> **Exercises**:
(A) In the lesson text, how many plots does each field have in the simulated study?
(B) In the lesson objectives, change "random slopes" to "random coefficients" and write out the passage that begins at the words "At the end of" and stops after "including ANOVA tables.".

> **Extract provided**:
================

Lesson 3: From linear model to linear mixed model

Lesson 3 learning objectives

At the end of this lesson, students will …

  • Understand the difference between a linear model and a linear mixed model.
  • Understand the difference between random intercepts and random slopes.
  • Be able to fit a mixed model with fixed effects, both continuous and categorical, and interactions.
  • Be able to fit a mixed model with random effects, both random intercepts and random slopes.
  • Examine diagnostic plots to ensure that model assumptions are met.
  • Examine summary information from mixed model output, including ANOVA tables.

Load the packages we need

library(tidyverse)
library(lme4)
library(lmerTest)
library(easystats)

Read in some example data

  • For this lesson, we will keep it simple and use simulated data
  • Read the soilN_biomass.csv file to a data frame called soilN_biomass
  • Simulates a study with five different fields with 20 plots each
  • In each plot, soil nitrogen and plant biomass is measured
soilN_biomass <- read_csv('https://usda-ree-ars.github.io/glmm-workshop-dec2022/datasets/soilN_biomass.csv')

Examine the data

  • Use functions you learned in lesson 2
soilN_biomass
summary(soilN_biomass)
glimpse(soilN_biomass)
  • field: character column to identify which field the measurement comes from
  • soilN: numeric column for the soil N value
  • biomass: numeric column for the plant biomass value

Plot the data

  • Plot with ggplot() (Don’t worry about the code used to make this plot for now.)
ggplot(soilN_biomass, aes(x = soilN, y = biomass, color = field)) +
  geom_point(size = 1.5) +
  theme_bw()
  • The relationship between soil N and plant biomass is sort of unclear
  • How can we fit a model to this?

Model Syntax in R

  • At minimum, you need
    • model formula
    • data frame that the variables in the model formula come from
  • Formula has two sides: left and right, separated by tilde ~
    • LHS ~ RHS

LHS and RHS

  • Left-hand side is the response variable (y)
  • Right-hand side contains the predictor variables (x)

================

> **Collected data**:
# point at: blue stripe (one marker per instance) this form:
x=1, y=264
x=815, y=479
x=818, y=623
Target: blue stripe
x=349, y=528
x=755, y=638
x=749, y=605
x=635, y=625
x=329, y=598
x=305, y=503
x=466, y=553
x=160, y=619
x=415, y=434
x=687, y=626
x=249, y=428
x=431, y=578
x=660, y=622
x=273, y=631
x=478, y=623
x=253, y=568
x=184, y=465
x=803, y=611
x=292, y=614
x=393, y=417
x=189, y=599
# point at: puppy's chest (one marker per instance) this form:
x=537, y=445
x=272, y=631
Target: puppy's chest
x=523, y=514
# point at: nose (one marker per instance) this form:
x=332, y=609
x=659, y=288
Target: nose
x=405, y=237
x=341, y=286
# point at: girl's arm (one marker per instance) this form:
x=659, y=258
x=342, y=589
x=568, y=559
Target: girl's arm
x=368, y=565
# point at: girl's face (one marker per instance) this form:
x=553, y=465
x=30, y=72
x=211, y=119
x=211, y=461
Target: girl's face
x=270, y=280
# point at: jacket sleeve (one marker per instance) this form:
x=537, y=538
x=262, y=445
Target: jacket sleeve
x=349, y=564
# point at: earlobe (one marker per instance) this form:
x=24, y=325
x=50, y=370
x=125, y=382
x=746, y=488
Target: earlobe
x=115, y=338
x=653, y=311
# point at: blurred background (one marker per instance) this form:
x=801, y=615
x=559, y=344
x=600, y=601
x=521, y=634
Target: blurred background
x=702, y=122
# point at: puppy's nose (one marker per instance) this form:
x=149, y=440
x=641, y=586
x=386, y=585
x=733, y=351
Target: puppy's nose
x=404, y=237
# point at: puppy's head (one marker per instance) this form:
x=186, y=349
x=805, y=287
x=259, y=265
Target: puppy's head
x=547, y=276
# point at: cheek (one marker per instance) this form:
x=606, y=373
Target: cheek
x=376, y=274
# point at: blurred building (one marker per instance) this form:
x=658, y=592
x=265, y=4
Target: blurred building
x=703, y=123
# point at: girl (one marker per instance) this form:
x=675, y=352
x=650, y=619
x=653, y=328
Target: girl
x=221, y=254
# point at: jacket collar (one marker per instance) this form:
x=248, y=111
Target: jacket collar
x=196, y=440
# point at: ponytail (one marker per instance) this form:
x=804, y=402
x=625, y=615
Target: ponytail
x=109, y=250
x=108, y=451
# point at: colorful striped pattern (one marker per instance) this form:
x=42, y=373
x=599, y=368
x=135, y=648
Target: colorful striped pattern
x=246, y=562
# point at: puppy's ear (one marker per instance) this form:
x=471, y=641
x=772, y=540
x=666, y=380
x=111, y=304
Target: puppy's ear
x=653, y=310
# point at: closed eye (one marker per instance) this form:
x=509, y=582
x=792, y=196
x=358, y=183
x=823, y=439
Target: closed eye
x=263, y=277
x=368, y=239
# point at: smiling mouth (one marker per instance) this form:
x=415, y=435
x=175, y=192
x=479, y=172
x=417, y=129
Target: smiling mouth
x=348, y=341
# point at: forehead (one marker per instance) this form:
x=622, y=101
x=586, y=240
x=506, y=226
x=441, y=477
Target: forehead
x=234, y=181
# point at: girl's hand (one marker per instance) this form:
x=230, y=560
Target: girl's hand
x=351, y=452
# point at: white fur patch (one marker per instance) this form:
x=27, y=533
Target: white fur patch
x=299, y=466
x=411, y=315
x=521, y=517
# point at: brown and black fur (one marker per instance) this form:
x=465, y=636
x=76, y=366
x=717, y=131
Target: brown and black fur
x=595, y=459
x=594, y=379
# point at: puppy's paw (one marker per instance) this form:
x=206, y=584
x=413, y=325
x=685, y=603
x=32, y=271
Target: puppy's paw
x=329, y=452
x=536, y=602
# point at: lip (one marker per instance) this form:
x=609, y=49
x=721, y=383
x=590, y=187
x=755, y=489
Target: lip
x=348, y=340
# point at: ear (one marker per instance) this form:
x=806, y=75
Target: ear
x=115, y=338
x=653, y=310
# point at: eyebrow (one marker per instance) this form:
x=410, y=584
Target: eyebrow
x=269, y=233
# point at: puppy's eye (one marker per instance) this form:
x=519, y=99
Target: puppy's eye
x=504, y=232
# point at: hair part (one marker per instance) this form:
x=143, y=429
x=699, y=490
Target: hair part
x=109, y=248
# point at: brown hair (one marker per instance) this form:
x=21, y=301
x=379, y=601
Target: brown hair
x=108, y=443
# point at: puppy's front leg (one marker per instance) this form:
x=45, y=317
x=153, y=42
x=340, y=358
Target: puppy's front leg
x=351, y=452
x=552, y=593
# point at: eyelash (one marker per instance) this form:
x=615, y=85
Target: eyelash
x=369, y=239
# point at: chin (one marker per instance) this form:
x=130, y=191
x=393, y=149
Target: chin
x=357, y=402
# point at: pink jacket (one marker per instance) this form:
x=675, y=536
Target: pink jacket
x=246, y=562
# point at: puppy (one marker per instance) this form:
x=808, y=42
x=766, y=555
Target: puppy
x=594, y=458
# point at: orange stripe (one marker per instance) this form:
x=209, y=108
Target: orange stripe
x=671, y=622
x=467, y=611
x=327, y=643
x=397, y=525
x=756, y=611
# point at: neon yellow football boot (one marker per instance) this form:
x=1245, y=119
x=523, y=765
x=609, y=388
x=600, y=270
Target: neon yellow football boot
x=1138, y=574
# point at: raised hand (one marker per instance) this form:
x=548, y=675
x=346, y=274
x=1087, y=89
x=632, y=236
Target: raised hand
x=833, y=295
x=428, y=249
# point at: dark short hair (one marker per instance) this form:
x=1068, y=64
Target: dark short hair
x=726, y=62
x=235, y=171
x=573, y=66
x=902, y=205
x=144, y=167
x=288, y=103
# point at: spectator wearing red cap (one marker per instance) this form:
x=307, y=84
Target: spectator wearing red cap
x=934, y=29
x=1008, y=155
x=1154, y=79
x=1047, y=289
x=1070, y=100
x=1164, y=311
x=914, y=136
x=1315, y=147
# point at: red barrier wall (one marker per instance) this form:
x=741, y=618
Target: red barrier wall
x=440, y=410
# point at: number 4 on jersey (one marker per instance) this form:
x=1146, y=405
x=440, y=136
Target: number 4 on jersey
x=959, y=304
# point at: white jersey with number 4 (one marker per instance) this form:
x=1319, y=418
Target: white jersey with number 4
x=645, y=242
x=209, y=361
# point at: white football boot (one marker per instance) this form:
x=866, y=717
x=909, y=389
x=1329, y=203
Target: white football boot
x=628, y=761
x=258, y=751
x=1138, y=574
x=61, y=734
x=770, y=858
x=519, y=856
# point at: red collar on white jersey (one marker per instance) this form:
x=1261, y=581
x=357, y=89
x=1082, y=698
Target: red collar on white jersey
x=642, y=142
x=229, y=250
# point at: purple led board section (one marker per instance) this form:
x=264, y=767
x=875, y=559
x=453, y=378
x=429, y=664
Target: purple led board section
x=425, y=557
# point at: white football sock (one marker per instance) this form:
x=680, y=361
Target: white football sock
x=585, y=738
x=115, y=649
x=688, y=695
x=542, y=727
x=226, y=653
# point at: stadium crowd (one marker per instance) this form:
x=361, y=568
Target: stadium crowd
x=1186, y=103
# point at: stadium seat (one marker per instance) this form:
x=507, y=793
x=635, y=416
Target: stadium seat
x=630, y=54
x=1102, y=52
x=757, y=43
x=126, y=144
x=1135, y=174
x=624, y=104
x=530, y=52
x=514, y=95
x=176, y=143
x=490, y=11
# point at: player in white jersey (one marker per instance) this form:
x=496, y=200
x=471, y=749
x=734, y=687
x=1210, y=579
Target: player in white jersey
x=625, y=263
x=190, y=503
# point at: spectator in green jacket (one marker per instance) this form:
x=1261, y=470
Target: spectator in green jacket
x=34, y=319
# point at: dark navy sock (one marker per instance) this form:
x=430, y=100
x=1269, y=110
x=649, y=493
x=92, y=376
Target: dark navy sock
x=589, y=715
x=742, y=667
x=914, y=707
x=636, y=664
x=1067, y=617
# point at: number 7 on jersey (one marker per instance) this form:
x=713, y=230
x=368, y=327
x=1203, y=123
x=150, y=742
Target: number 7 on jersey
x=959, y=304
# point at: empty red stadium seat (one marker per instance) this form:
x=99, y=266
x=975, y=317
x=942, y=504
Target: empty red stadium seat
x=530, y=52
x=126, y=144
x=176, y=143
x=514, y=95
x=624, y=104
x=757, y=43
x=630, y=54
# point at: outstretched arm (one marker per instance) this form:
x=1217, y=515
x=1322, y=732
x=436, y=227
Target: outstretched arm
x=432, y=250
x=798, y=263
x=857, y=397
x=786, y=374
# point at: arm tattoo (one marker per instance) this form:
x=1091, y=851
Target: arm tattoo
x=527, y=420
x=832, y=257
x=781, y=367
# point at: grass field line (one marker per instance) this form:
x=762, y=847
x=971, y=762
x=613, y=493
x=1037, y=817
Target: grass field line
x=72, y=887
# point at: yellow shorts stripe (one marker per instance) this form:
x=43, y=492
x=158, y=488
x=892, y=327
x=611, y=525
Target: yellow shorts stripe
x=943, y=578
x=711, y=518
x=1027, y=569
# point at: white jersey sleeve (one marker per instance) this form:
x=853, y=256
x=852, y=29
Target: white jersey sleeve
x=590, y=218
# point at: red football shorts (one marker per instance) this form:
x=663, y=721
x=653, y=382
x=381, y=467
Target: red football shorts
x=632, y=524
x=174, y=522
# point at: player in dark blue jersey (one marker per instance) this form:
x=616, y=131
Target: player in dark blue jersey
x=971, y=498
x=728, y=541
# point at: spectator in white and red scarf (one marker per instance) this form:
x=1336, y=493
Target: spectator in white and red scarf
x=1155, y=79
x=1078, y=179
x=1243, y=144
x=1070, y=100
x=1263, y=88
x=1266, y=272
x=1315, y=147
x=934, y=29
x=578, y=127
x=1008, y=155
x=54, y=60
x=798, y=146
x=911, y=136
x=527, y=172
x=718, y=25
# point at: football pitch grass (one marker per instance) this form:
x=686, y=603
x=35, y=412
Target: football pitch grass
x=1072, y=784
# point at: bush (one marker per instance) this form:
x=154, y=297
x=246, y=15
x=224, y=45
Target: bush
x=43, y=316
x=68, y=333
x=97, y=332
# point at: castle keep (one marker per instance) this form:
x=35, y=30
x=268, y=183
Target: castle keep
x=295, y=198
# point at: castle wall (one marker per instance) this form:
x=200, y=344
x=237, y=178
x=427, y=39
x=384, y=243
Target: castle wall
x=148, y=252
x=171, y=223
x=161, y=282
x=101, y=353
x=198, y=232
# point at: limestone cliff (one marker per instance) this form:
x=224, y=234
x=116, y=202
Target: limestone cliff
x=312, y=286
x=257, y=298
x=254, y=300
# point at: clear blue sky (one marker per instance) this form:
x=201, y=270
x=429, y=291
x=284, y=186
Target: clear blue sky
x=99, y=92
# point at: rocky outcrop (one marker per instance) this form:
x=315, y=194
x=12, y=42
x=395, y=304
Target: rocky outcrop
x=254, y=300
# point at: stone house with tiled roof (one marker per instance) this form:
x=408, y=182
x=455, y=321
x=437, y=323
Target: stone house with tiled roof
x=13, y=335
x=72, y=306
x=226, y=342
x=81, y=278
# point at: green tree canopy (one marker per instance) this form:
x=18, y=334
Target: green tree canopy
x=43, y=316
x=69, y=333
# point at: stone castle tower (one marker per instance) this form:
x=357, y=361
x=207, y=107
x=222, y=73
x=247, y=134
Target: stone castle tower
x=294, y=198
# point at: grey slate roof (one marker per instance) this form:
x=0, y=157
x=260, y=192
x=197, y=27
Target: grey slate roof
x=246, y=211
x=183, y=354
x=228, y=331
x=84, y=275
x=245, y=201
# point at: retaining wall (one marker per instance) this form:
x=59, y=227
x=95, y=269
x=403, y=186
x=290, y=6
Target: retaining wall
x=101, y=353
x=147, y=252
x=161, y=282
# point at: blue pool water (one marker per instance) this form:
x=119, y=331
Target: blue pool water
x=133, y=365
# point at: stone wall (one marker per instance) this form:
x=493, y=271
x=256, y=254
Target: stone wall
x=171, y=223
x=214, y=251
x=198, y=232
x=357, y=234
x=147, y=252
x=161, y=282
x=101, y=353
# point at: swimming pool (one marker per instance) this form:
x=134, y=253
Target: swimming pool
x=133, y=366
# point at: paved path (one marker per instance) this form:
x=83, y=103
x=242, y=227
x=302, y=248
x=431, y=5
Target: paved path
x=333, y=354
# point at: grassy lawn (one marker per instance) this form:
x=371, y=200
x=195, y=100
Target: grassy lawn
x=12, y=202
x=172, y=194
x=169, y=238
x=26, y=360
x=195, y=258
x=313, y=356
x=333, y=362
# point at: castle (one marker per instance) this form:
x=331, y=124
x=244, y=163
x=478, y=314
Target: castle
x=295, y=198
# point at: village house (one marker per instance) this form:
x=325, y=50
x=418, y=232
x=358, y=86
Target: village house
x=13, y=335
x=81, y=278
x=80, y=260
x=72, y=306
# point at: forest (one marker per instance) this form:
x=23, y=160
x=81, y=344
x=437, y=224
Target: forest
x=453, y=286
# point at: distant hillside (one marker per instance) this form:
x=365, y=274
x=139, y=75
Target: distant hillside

================

> **Answers provided**:
(A) Each of the five fields has 20 plots.

(B)
At the end of this lesson, students will …

  • Understand the difference between a linear model and a linear mixed model.
  • Understand the difference between random intercepts and random coefficients.
  • Be able to fit a mixed model with fixed effects, both continuous and categorical, and interactions.
  • Be able to fit a mixed model with random effects, both random intercepts and random coefficients.
  • Examine diagnostic plots to ensure that model assumptions are met.
  • Examine summary information from mixed model output, including ANOVA tables.